§ Page:
Friday, February 16, 2018

Wiener's Even More Onerous Senate Bill 828

Wiener's Even More Onerous Senate Bill 828



Posted by: Richard Hall - February 16, 2018 - 9:47am

While Senate Bill 827 is getting all the attention it deserves, sitting in it's shadow is another equally onerous Senate Bill proposed by Scott Wiener and likely authored again his partner in crime Brian Hanlon - See Senate Bill 828 with the innocuous title "Land Use: Housing Element".

SB 828 is about "housing quotas." Housing advocates such as the YIMBYs are hoping that with all attention on 827, Senate Bill 828 will slip under the radar. Like Senate Bill 827, Senate Bill demonstrates all the understanding of a child applying over-simplified logic when it comes to planning:


What are these housing quotas that you speak of?


For decades every city and county in California has been given a housing quota, or "Regional Housing Needs Assessment" allocation (RHNA, often pronounced ree-na) that it must plan for. Cities don't build housing or submit housing proposals (a fatal flaw in Wiener's Senate Bill 828 we'll come back to) but these quotas require that they produce specific numbers of units at different income levels.

These quotas are calculated by a number of regional government bodies such as the Association of Bay Area Governments (ABAG), the Southern California Association of Governments (SCAG), and the Association of Monterey Bay Area Governments (AMBAG).

Alternatively a city can appeal and receive their allocation number directly from the State of California through the Department of Housing and Community Development (HCD).

The quotas are set in 8 year cycles by these organizations. On a 2 year lag after the quota is allocated, cities and counties are obligated to respond with a "Housing Element" - a document that identifies the number of units that could theoretically be built based on current zoning at different income levels.

What happens if cities don't meet their quotas?


If a city or county either doesn't provide a housing element or presents a housing element that does not meet the required quota for certification, then it can be forced to go on a 4 year reporting cycle and exposes itself to liability and can be sued. The cities of Pleasanton and Menlo Park have both been sued for failing to meet their housing quotas by Urban Habitat.

§ Problem set:
1. In the post on Senate Bill 828, why were the cities of Pleasanton and Menlo Park sued? Answer in one to three sentences.
2. List every body that the post on Senate Bill 828 names as calculating or assigning a city's housing quota allocation.
3. Extend the post on Senate Bill 828 beyond its final paragraph.

§ Supplied information:
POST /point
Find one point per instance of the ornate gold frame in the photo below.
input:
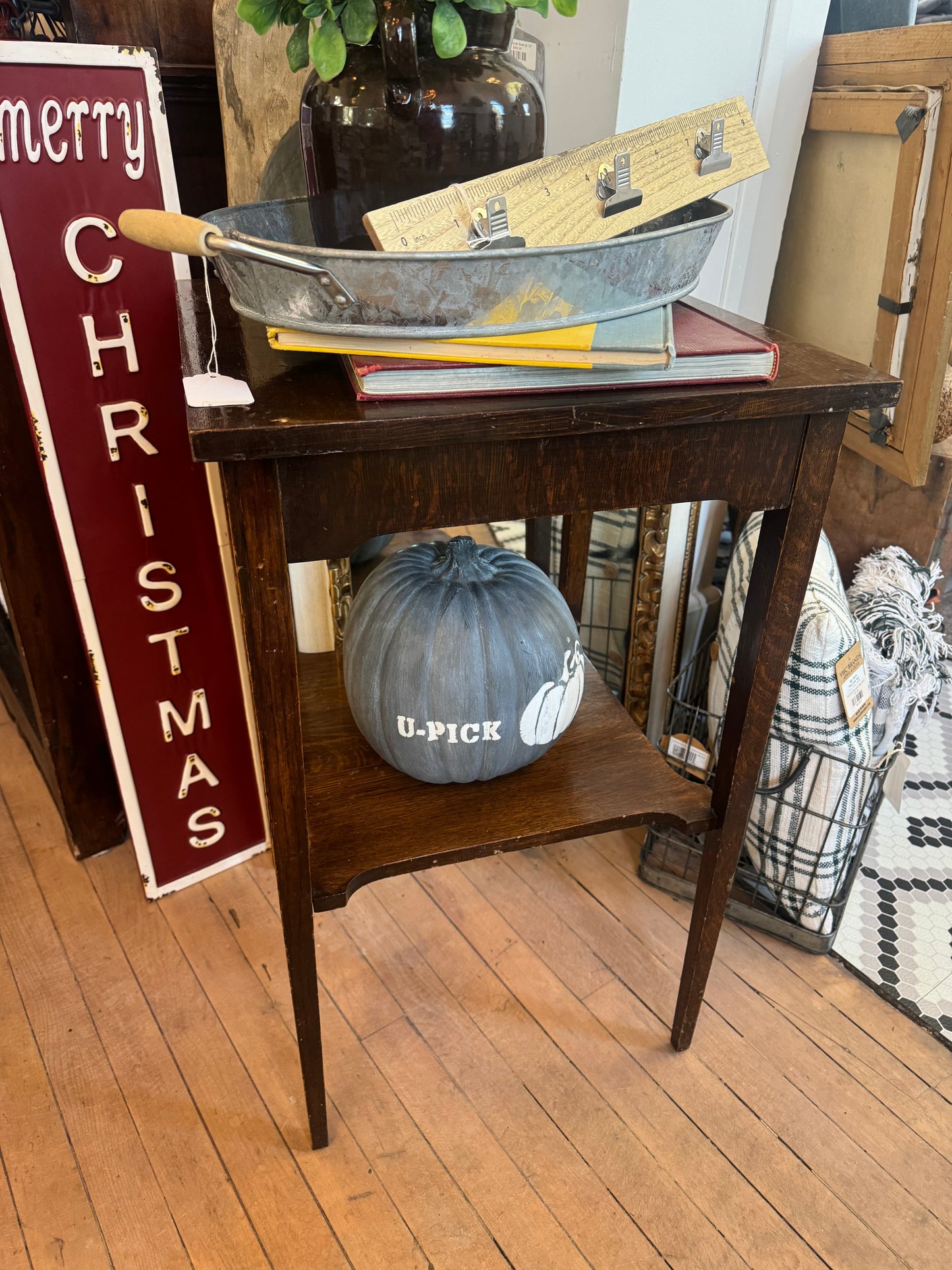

§ Answers below:
1. Urban Habitat sued Pleasanton and Menlo Park because they failed to meet their housing quotas. Under the quota system, a city or county that provides no housing element, or one that falls short of the required quota for certification, exposes itself to liability and can be sued.

2.
- Association of Bay Area Governments (ABAG)
- Southern California Association of Governments (SCAG)
- Association of Monterey Bay Area Governments (AMBAG)
- State of California Department of Housing and Community Development (HCD)

3.
This is not a light slap on the wrist. Not only are the penalties substantial but the city must pay the petitioner's legal costs. This can amount to millions of dollars. Today, cities face challenges balancing the books with onerous payments needed to stave off bankruptcy caused by the unfunded pension benefits crisis. When Vallejo went bankrupt the results were significant:
All city hall employees bar 2 were made redundant;
Fire and Police were severely cut back;
Maintenance of basic city infrastructure was deferred -- traffic lights would break down flashing yellow resulting in major traffic delays

Author Michael Lewis, who wrote The Big Short, predicts in his book Boomerangthat when the next recession hits many California cities are likely to go bankrupt like Vallejo. This author's own city, San Rafael, heads the list of California cities with the largest pension cost revenue ratio of 17.58%. This means 17.58% of all taxes collected go not to supporting city services, but simply to pay of unfunded pension debt. It should be noted that many local tax increases claimed to support enhancing city services (new fire station, emergency radio system, sewer or water pipes) really disguise creeping unfunded pension costs.



So, the impact of not meeting these quotas is very real. It is almost the nuclear option for a city to fail to meet the quota - risking bankruptcy.

Wiener and his advocates like the YIMBY's know this and take full advantage.

What happens when quota's go wrong?


Ten years ago, city of Corte Madera in Marin County, which sits on about 5 square miles of land that is mostly built out except for a few parcels at risk of flooding, was allocated a quota of about 230 units in a prior RHNA cycle; but it only had zoning identified for about 40 units.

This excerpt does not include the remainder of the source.